=== TASK OBJECTIVE ===
Please return every line of the records below that contains the string "wall", matching case exactly.

=== DATA TO PROCESS ===
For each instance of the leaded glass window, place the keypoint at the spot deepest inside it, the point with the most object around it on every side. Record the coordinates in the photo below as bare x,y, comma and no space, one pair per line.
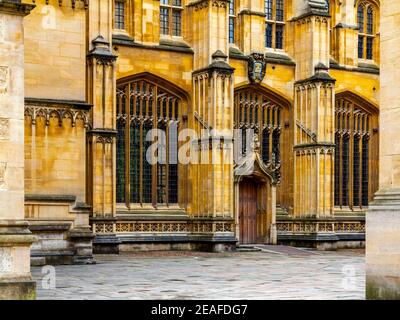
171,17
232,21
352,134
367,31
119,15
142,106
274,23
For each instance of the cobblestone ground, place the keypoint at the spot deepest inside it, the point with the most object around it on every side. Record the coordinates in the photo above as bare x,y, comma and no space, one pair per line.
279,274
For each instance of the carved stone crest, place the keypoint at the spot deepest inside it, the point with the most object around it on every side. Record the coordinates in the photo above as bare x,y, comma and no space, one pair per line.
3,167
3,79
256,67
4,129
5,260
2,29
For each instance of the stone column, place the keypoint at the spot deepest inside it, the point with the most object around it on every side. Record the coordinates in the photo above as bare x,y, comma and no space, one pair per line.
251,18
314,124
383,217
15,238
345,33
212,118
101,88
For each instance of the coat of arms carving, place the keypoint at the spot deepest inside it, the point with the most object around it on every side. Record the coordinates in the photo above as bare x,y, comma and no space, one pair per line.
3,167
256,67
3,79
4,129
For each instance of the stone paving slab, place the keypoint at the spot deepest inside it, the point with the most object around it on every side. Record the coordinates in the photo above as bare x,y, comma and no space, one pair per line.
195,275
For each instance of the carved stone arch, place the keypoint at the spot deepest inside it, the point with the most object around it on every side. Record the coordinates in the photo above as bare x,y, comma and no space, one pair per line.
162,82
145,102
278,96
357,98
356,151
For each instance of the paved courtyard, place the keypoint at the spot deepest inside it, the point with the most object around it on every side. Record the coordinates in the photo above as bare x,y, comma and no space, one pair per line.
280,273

...

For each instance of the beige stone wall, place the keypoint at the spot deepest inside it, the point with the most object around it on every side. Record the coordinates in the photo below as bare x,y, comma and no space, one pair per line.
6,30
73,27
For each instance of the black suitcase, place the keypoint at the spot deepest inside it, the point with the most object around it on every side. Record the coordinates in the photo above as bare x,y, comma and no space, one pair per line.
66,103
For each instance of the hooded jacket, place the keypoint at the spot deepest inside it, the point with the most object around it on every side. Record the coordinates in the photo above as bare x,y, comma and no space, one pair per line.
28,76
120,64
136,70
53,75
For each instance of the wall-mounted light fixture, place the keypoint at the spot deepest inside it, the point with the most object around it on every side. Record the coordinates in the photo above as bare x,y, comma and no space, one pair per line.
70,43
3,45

=== PROBLEM SOLUTION ===
For each instance of the beige stone wall, place the keypoint at the spot deepest inside it, the point with the most object around it on every side. Record the coordinates in the photo below as bare x,y, comma and no space, one pair per line.
For each instance of the wall-mounted light fixture, place the keypoint at the spot deepest inside it, the point with the most object around it on every side. Record the coordinates in the photo above as bare x,y, comma and no space, one pair per line.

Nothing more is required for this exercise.